----- PROVIDED MATERIAL -----

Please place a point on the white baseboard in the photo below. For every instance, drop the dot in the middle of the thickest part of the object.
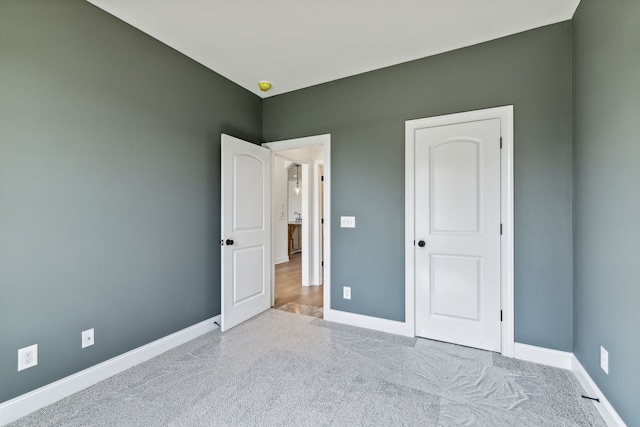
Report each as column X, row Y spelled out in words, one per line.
column 368, row 322
column 23, row 405
column 544, row 356
column 605, row 409
column 281, row 260
column 566, row 360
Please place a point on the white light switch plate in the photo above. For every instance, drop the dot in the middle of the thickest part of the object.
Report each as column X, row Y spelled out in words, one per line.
column 348, row 221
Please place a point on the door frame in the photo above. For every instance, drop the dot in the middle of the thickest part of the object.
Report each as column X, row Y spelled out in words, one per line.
column 505, row 114
column 311, row 141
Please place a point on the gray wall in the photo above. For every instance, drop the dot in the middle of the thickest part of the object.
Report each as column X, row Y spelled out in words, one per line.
column 365, row 115
column 607, row 197
column 109, row 187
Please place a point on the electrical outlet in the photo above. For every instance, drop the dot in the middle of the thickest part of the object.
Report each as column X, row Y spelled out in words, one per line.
column 27, row 357
column 604, row 360
column 348, row 222
column 87, row 338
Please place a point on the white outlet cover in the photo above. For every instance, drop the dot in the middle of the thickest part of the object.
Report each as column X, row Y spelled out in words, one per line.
column 87, row 338
column 27, row 357
column 348, row 221
column 604, row 360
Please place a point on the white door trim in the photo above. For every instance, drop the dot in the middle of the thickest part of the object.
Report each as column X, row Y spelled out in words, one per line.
column 311, row 141
column 505, row 114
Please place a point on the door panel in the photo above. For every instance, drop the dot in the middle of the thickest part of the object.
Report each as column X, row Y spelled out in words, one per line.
column 457, row 216
column 454, row 180
column 245, row 231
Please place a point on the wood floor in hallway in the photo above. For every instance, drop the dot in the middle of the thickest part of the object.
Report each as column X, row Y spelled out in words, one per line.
column 290, row 295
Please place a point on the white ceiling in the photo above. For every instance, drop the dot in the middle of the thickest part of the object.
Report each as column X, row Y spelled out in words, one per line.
column 301, row 43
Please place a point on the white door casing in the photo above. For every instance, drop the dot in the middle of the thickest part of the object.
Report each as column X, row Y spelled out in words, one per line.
column 457, row 226
column 245, row 231
column 460, row 282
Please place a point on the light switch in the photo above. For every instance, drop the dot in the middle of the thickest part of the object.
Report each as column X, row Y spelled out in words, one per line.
column 348, row 221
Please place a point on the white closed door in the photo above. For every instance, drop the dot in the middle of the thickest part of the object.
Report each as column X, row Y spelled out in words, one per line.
column 457, row 233
column 245, row 230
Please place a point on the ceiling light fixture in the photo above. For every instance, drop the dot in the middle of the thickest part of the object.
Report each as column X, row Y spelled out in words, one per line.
column 297, row 189
column 264, row 86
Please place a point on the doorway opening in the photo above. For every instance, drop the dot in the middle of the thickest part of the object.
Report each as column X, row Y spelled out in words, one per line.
column 300, row 225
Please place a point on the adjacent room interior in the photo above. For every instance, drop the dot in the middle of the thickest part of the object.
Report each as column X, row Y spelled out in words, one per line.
column 110, row 182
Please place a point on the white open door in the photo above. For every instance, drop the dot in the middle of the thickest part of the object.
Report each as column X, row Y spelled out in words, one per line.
column 245, row 230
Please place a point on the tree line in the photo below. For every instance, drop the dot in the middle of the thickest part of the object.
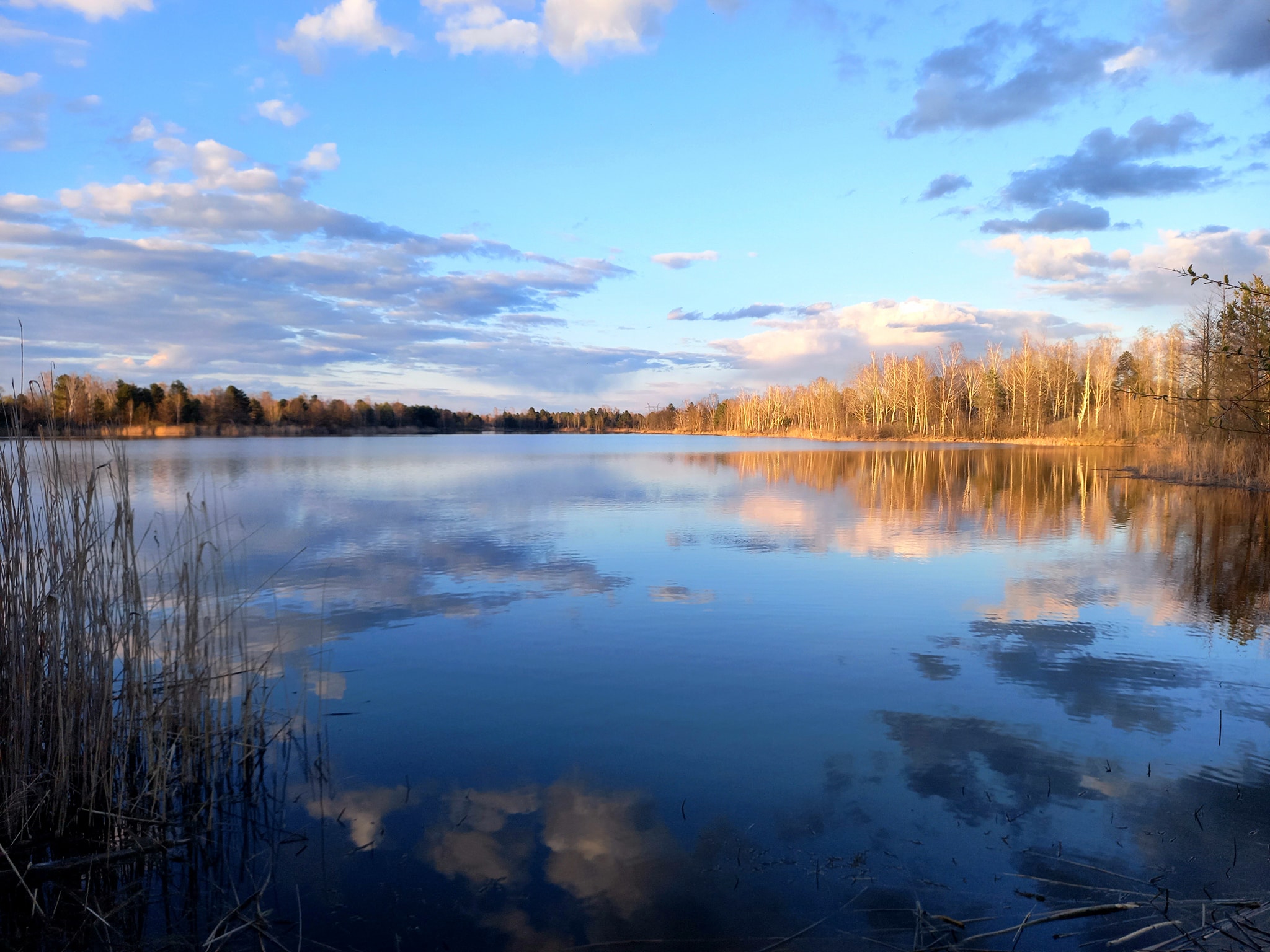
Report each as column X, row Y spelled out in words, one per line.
column 83, row 403
column 1208, row 372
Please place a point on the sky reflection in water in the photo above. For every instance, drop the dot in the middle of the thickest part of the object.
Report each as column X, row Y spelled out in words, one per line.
column 653, row 687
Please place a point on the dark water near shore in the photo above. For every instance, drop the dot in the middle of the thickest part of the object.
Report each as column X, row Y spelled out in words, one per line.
column 584, row 690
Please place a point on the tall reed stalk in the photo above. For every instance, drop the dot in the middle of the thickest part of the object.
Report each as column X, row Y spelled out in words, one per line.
column 133, row 712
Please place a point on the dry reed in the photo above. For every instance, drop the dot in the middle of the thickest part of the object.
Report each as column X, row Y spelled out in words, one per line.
column 135, row 715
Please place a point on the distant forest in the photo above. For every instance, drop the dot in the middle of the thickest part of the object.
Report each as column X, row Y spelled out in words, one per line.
column 1207, row 374
column 74, row 403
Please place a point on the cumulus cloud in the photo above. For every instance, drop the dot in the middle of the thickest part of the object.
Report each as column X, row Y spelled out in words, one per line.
column 179, row 289
column 677, row 260
column 278, row 111
column 945, row 184
column 1106, row 165
column 982, row 83
column 1219, row 36
column 821, row 339
column 1134, row 59
column 1065, row 216
column 572, row 31
column 1072, row 268
column 575, row 29
column 478, row 25
column 92, row 11
column 748, row 312
column 352, row 23
column 16, row 33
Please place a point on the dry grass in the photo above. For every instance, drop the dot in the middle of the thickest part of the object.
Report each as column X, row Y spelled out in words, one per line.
column 1215, row 460
column 135, row 721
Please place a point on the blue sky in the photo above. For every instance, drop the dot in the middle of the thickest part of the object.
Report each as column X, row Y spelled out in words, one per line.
column 563, row 202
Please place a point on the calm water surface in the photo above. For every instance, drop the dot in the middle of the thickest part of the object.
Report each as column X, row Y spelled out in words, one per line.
column 582, row 690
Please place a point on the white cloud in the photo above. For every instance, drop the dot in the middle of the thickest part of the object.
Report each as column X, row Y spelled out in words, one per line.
column 676, row 260
column 361, row 300
column 479, row 25
column 571, row 31
column 1072, row 268
column 353, row 23
column 278, row 111
column 323, row 157
column 826, row 340
column 1134, row 59
column 16, row 33
column 574, row 29
column 12, row 86
column 92, row 11
column 1054, row 259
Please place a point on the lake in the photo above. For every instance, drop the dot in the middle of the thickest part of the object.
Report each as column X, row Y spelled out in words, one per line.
column 582, row 690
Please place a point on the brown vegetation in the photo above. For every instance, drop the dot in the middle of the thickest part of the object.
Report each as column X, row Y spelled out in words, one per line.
column 135, row 724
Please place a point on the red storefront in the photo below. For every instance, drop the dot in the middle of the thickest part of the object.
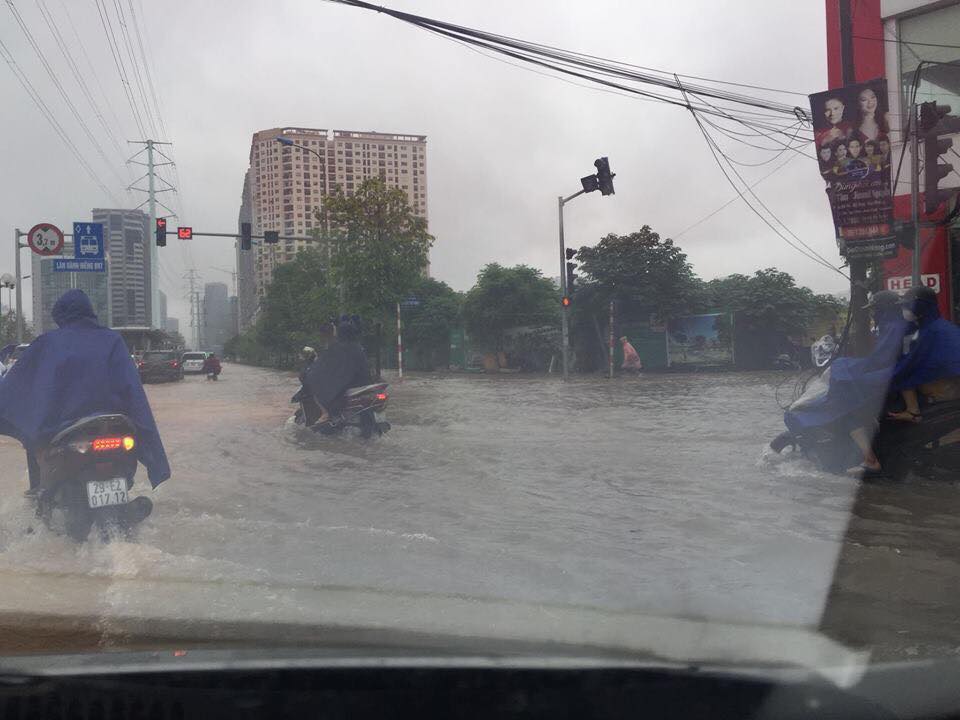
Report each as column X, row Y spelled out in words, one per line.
column 888, row 39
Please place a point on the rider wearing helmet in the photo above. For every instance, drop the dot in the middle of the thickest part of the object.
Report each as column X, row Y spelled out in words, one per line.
column 931, row 369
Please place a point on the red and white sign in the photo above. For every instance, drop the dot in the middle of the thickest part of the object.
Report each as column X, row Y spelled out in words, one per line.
column 45, row 239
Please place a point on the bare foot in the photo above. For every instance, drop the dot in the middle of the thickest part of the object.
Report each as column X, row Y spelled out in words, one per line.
column 905, row 416
column 865, row 469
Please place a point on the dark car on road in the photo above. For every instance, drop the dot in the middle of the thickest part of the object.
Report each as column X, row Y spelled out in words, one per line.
column 160, row 366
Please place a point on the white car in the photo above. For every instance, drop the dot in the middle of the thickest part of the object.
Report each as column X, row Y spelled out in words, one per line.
column 192, row 362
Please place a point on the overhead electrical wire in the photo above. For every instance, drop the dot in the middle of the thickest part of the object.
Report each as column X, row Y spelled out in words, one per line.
column 568, row 62
column 98, row 148
column 51, row 119
column 64, row 48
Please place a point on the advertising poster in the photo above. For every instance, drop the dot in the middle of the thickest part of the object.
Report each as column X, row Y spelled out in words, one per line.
column 700, row 340
column 852, row 138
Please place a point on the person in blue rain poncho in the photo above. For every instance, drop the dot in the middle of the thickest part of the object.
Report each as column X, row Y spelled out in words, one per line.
column 78, row 370
column 931, row 369
column 858, row 387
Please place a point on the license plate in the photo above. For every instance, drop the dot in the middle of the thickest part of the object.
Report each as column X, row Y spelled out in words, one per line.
column 104, row 493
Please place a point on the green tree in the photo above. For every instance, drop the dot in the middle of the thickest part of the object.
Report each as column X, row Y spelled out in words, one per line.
column 378, row 246
column 427, row 325
column 509, row 297
column 642, row 272
column 769, row 308
column 299, row 302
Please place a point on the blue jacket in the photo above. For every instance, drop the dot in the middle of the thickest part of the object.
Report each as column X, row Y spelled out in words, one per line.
column 935, row 354
column 858, row 386
column 79, row 370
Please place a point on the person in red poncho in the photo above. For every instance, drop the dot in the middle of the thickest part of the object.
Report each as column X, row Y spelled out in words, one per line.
column 631, row 359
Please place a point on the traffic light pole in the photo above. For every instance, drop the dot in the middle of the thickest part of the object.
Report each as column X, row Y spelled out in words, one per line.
column 565, row 318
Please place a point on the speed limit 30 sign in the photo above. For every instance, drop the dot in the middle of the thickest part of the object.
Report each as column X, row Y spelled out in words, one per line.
column 45, row 239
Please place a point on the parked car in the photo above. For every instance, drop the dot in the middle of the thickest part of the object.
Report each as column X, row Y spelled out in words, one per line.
column 193, row 362
column 160, row 365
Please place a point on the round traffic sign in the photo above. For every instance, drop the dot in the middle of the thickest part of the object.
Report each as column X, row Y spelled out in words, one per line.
column 45, row 239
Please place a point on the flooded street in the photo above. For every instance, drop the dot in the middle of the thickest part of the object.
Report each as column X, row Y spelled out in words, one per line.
column 653, row 494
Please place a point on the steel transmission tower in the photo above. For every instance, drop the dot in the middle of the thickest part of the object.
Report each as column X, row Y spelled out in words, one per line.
column 152, row 190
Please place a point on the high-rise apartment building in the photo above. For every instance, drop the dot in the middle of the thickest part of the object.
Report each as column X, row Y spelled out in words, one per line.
column 217, row 319
column 48, row 286
column 284, row 187
column 127, row 239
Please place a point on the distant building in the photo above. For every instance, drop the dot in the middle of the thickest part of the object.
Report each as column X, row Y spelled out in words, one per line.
column 216, row 329
column 284, row 185
column 247, row 301
column 48, row 286
column 127, row 238
column 162, row 298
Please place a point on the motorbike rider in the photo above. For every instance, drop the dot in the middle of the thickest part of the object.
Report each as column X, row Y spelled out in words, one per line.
column 858, row 387
column 343, row 365
column 931, row 369
column 212, row 366
column 78, row 370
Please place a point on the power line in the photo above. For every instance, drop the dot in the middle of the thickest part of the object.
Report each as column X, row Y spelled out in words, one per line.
column 714, row 150
column 90, row 66
column 731, row 200
column 570, row 63
column 63, row 93
column 46, row 112
column 62, row 44
column 118, row 62
column 121, row 21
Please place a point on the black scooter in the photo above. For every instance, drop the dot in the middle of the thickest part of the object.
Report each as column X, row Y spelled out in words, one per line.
column 85, row 478
column 361, row 407
column 930, row 448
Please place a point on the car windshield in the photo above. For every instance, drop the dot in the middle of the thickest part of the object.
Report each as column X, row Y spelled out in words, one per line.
column 551, row 326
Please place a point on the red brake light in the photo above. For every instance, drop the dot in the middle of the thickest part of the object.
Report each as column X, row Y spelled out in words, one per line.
column 107, row 444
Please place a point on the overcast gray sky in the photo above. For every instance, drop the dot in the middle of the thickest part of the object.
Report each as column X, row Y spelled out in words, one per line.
column 503, row 142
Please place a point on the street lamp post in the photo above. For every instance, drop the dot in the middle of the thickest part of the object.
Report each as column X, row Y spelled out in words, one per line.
column 287, row 142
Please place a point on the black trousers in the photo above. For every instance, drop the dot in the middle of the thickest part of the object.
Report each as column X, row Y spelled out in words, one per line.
column 33, row 468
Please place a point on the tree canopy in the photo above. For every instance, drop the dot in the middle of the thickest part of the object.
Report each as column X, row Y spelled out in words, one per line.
column 509, row 297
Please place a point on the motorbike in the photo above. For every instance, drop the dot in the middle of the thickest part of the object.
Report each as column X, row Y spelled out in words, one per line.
column 930, row 448
column 86, row 477
column 361, row 407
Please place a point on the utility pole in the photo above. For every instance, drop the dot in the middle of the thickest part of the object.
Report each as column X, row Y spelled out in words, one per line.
column 915, row 192
column 193, row 295
column 859, row 322
column 17, row 234
column 151, row 176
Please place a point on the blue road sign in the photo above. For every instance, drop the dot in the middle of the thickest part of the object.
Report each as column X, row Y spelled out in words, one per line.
column 73, row 265
column 88, row 241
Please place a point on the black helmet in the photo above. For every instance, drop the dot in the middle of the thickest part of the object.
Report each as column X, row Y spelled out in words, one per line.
column 883, row 299
column 919, row 295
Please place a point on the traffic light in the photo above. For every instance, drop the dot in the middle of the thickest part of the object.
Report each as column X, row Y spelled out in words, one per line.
column 571, row 275
column 935, row 121
column 604, row 176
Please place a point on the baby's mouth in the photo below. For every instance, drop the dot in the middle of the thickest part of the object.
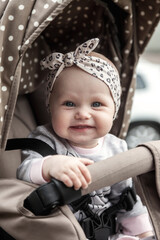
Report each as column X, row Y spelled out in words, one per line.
column 81, row 127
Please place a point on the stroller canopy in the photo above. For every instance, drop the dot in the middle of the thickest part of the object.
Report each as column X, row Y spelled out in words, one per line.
column 29, row 30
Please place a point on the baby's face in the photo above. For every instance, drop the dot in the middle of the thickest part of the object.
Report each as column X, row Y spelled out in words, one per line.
column 82, row 108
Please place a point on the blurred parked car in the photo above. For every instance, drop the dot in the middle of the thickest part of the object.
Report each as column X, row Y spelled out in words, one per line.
column 145, row 114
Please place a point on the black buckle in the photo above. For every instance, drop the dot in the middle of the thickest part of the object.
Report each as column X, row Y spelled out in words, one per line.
column 127, row 199
column 48, row 196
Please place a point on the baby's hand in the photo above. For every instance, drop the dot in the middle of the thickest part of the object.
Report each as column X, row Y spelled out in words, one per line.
column 71, row 171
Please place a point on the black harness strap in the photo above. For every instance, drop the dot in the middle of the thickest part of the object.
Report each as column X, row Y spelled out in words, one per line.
column 42, row 200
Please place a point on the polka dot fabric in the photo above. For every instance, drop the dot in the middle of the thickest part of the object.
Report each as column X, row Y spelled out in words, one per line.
column 30, row 30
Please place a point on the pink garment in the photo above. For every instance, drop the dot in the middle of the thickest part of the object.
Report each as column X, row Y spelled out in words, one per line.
column 136, row 225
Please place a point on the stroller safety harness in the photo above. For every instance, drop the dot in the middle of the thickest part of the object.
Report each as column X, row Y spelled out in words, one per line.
column 50, row 195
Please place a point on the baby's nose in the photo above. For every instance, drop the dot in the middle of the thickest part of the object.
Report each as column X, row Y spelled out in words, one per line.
column 82, row 113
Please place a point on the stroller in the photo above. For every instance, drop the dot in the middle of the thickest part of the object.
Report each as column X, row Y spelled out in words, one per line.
column 30, row 30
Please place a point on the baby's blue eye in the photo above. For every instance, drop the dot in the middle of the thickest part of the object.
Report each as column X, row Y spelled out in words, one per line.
column 96, row 104
column 69, row 104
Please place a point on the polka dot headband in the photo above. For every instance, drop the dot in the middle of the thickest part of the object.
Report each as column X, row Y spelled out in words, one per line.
column 95, row 66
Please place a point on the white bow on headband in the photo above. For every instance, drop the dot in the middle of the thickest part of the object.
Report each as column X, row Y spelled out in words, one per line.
column 95, row 66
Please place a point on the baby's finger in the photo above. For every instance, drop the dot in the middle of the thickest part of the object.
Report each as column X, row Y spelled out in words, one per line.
column 66, row 180
column 82, row 180
column 86, row 161
column 85, row 172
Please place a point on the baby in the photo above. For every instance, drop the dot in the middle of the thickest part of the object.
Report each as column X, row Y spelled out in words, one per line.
column 83, row 97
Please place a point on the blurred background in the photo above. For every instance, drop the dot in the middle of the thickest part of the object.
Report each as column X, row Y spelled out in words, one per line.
column 145, row 115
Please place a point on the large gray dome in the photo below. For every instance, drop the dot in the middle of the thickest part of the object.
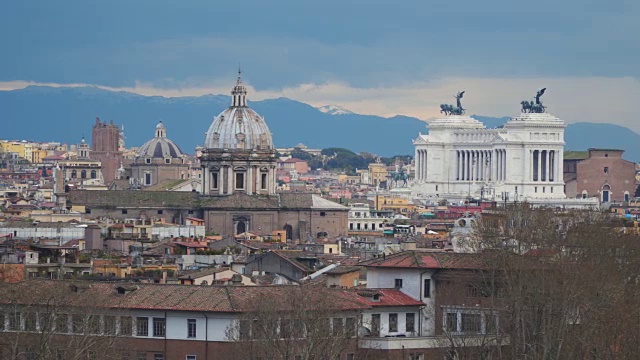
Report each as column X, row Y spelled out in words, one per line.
column 160, row 146
column 238, row 127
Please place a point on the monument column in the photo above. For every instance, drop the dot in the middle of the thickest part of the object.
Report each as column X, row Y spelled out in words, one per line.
column 205, row 177
column 539, row 165
column 249, row 181
column 230, row 183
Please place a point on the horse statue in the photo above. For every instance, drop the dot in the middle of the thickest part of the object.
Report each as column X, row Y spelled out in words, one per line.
column 451, row 109
column 534, row 107
column 400, row 176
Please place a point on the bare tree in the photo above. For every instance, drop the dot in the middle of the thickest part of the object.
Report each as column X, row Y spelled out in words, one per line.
column 569, row 283
column 298, row 323
column 41, row 324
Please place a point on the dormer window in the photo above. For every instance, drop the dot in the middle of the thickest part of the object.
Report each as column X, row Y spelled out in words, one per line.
column 126, row 289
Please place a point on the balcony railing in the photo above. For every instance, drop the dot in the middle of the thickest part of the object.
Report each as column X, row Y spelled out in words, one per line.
column 432, row 342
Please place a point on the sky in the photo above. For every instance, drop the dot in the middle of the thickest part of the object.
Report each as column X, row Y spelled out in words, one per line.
column 372, row 57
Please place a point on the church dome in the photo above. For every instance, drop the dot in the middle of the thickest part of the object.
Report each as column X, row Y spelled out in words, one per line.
column 160, row 146
column 238, row 127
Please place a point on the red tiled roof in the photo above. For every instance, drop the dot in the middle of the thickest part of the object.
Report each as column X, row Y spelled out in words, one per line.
column 393, row 297
column 193, row 244
column 169, row 297
column 430, row 260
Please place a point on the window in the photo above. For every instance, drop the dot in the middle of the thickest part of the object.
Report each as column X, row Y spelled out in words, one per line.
column 142, row 326
column 410, row 322
column 77, row 324
column 30, row 321
column 427, row 288
column 239, row 181
column 338, row 326
column 214, row 180
column 93, row 324
column 393, row 322
column 126, row 325
column 244, row 329
column 491, row 323
column 375, row 324
column 109, row 325
column 471, row 323
column 159, row 327
column 191, row 328
column 350, row 327
column 14, row 321
column 451, row 322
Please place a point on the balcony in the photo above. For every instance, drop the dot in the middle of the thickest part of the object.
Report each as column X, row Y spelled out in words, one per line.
column 432, row 342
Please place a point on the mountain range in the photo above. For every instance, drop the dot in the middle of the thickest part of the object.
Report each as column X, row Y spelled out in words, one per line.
column 65, row 114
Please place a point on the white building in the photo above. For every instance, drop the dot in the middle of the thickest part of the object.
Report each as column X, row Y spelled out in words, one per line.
column 461, row 158
column 363, row 218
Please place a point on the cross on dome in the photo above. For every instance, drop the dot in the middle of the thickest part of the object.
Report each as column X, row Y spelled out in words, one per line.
column 161, row 130
column 239, row 92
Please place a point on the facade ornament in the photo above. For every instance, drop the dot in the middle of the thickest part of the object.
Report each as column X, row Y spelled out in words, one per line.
column 536, row 106
column 448, row 109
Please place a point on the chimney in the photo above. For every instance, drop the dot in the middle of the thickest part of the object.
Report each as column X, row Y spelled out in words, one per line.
column 236, row 279
column 408, row 245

-----

• AIM OF THE EXERCISE: Copy out the material starting with the line that contains "Please place a point on the white car" and going on through the line that contains "column 192, row 362", with both of those lines included, keeping every word and mark the same.

• ANSWER TO THE TASK:
Please place a point on the white car in the photo above. For every instance, drop the dot in the middle of the thickest part of the object.
Report each as column X, row Y spelled out in words, one per line.
column 192, row 362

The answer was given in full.